> [Raw records]
◇ ◇ ◇ ◇ ◇ ◇ ◇

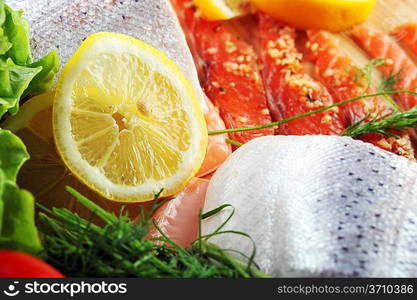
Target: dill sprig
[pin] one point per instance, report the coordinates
(79, 248)
(303, 115)
(385, 125)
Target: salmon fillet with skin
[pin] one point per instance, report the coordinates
(338, 72)
(290, 90)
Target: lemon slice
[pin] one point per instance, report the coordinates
(126, 120)
(332, 15)
(44, 174)
(223, 9)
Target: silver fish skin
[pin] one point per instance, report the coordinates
(64, 24)
(318, 206)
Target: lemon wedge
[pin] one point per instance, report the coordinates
(332, 15)
(126, 121)
(223, 9)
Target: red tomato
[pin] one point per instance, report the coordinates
(15, 264)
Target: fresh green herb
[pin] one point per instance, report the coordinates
(278, 123)
(17, 227)
(367, 72)
(79, 248)
(233, 142)
(386, 125)
(19, 75)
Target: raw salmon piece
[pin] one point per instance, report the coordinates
(178, 218)
(230, 72)
(217, 148)
(406, 35)
(379, 45)
(291, 91)
(338, 72)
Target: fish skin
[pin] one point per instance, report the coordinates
(319, 206)
(64, 24)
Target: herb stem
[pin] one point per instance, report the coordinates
(306, 114)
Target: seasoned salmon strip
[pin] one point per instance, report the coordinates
(340, 75)
(231, 78)
(406, 35)
(290, 90)
(217, 148)
(397, 62)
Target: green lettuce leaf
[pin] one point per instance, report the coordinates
(44, 80)
(16, 29)
(17, 211)
(19, 75)
(14, 81)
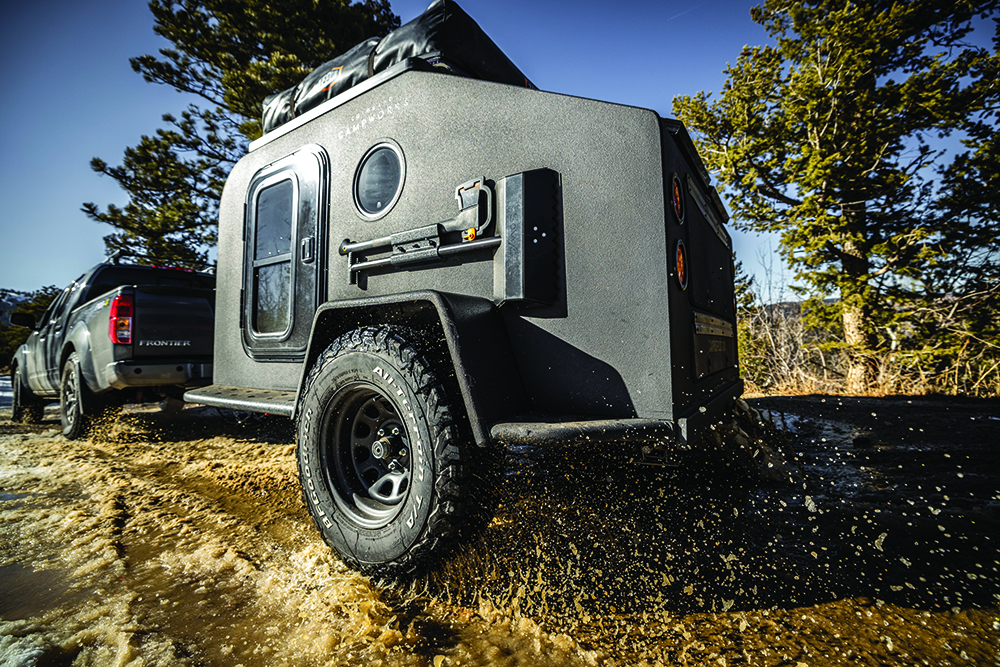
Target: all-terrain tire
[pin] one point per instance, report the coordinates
(72, 394)
(27, 408)
(384, 455)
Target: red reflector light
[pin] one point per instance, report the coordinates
(680, 264)
(120, 320)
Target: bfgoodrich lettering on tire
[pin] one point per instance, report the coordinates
(382, 468)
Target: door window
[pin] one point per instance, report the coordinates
(274, 215)
(285, 218)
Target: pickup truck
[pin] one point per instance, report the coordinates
(425, 259)
(120, 333)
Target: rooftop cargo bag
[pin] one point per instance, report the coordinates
(444, 36)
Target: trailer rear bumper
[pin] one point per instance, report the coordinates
(681, 434)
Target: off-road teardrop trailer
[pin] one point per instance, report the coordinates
(428, 265)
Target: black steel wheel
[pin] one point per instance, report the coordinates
(383, 454)
(27, 408)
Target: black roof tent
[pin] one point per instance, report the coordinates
(444, 36)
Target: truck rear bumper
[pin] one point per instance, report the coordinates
(125, 374)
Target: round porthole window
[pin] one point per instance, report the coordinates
(379, 180)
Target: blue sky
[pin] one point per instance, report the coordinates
(69, 94)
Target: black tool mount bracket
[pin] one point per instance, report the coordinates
(428, 243)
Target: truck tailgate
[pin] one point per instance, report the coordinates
(173, 322)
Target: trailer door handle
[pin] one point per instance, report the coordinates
(308, 249)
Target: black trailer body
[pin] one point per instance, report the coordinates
(560, 264)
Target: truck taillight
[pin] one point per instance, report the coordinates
(120, 320)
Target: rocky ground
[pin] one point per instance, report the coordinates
(848, 531)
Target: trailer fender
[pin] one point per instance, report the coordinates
(476, 348)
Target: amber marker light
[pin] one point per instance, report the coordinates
(677, 198)
(680, 264)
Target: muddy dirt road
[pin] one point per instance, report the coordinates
(865, 533)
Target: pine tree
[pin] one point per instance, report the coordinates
(828, 138)
(231, 55)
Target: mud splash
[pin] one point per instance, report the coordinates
(184, 541)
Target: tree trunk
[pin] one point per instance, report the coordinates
(856, 314)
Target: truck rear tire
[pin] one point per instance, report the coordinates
(383, 454)
(27, 408)
(72, 391)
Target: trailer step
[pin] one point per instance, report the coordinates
(540, 433)
(268, 401)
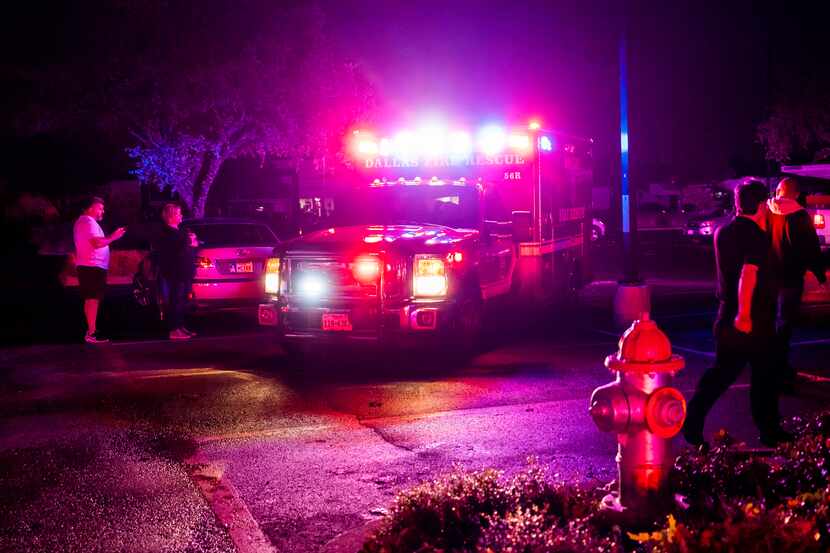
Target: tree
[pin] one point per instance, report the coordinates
(280, 91)
(797, 132)
(185, 87)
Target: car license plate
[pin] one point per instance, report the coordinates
(246, 267)
(336, 322)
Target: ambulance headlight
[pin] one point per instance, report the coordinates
(272, 275)
(312, 286)
(429, 277)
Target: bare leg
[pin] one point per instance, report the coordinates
(91, 313)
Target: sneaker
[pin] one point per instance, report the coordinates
(95, 338)
(695, 438)
(776, 437)
(179, 335)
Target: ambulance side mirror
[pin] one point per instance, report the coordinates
(521, 226)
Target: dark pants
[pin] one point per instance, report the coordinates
(788, 308)
(174, 294)
(734, 350)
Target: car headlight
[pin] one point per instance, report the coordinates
(430, 277)
(272, 276)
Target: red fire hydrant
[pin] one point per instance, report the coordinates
(645, 412)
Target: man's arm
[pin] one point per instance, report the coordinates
(102, 241)
(807, 241)
(746, 288)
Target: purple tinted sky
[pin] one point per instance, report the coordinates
(698, 70)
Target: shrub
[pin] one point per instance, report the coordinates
(727, 501)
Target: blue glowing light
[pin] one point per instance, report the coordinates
(312, 286)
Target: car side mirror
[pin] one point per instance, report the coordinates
(521, 226)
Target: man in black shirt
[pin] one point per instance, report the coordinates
(175, 251)
(745, 324)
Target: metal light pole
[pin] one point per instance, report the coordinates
(627, 194)
(633, 296)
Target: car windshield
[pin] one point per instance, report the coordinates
(218, 235)
(451, 206)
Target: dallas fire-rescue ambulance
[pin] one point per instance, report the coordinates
(431, 226)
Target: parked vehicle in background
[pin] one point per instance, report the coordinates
(703, 227)
(597, 229)
(653, 216)
(230, 264)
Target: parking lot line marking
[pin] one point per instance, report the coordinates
(812, 342)
(228, 506)
(196, 339)
(813, 377)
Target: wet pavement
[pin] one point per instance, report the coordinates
(220, 444)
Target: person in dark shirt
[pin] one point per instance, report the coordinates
(745, 324)
(795, 250)
(175, 254)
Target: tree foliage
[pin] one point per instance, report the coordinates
(187, 86)
(797, 132)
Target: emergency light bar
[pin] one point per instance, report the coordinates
(433, 142)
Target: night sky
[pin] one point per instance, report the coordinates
(700, 71)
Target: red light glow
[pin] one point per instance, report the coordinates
(366, 269)
(204, 263)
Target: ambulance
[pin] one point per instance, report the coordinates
(430, 227)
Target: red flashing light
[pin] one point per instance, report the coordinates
(204, 263)
(366, 269)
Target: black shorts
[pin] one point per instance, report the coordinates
(93, 282)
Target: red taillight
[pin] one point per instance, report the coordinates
(366, 269)
(204, 263)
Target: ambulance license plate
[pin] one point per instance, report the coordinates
(336, 322)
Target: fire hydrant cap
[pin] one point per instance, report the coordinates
(644, 348)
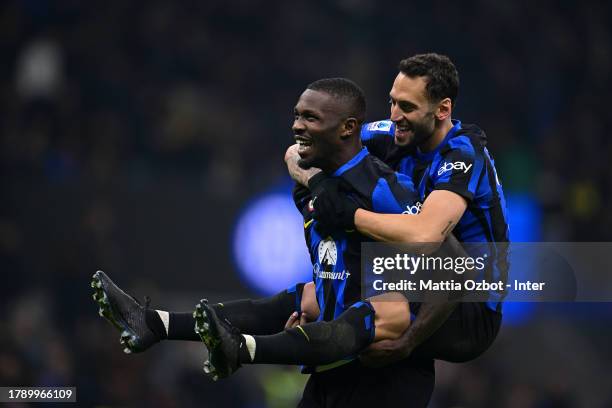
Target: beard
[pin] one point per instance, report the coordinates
(423, 130)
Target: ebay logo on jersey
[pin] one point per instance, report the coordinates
(459, 166)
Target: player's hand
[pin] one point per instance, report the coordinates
(296, 319)
(384, 352)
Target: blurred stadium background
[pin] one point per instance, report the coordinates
(142, 139)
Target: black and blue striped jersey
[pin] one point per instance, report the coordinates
(336, 258)
(461, 164)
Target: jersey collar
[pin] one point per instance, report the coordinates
(451, 133)
(351, 163)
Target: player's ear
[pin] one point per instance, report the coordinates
(444, 109)
(350, 126)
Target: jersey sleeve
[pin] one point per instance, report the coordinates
(377, 137)
(459, 169)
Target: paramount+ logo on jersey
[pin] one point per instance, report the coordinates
(459, 166)
(413, 209)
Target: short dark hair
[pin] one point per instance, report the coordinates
(442, 76)
(347, 91)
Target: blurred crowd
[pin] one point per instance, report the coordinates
(128, 129)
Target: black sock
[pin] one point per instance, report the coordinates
(260, 316)
(319, 343)
(155, 324)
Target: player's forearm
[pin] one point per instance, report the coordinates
(391, 227)
(297, 173)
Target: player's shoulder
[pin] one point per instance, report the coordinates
(381, 128)
(468, 139)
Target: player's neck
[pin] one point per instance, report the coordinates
(440, 132)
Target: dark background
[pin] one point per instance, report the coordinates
(133, 133)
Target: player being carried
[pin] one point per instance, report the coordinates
(327, 124)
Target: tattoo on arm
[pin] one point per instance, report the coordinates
(449, 227)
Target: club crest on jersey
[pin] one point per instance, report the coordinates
(328, 252)
(380, 126)
(413, 209)
(459, 166)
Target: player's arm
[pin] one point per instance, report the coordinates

◇ ◇ ◇ ◇ ◇ ◇ ◇

> [Task requirements]
Every line from the one containing "Target: paramount+ logo on jersey" through the last line must be copied exactly; leave out the rest.

> [Full output]
Target: paramount+ logo on jersey
[pin] one point per instance, report the coordinates
(459, 166)
(413, 209)
Target: short dark hair
[pin] one point per instance, report the coordinates
(442, 76)
(347, 91)
Target: blurred crowd
[pin] one point per instance, report the coordinates
(128, 129)
Target: black sock
[pin] one point per instance, report the coordinates
(260, 316)
(319, 343)
(155, 324)
Target: player's forearm
[pin] one point per instance, report the coordinates
(391, 227)
(297, 173)
Target: player's shoulder
[pin] one point per instance, report the coordinates
(381, 128)
(468, 139)
Target: player's neck
[pin] one point per instance, report the coordinates
(440, 132)
Target: dark background
[pin] one point per instance, report the coordinates
(133, 133)
Target: player being carried
[pin] one point per instance, report the coordinates
(327, 124)
Target: tattoo on arm
[pin] one point per instance, report the coordinates
(449, 227)
Target: club crest on jersey
[pin] one point per instance, report the coordinates
(328, 252)
(380, 126)
(413, 209)
(459, 166)
Target: player's arm
[pin] one point per instance, report the coordinates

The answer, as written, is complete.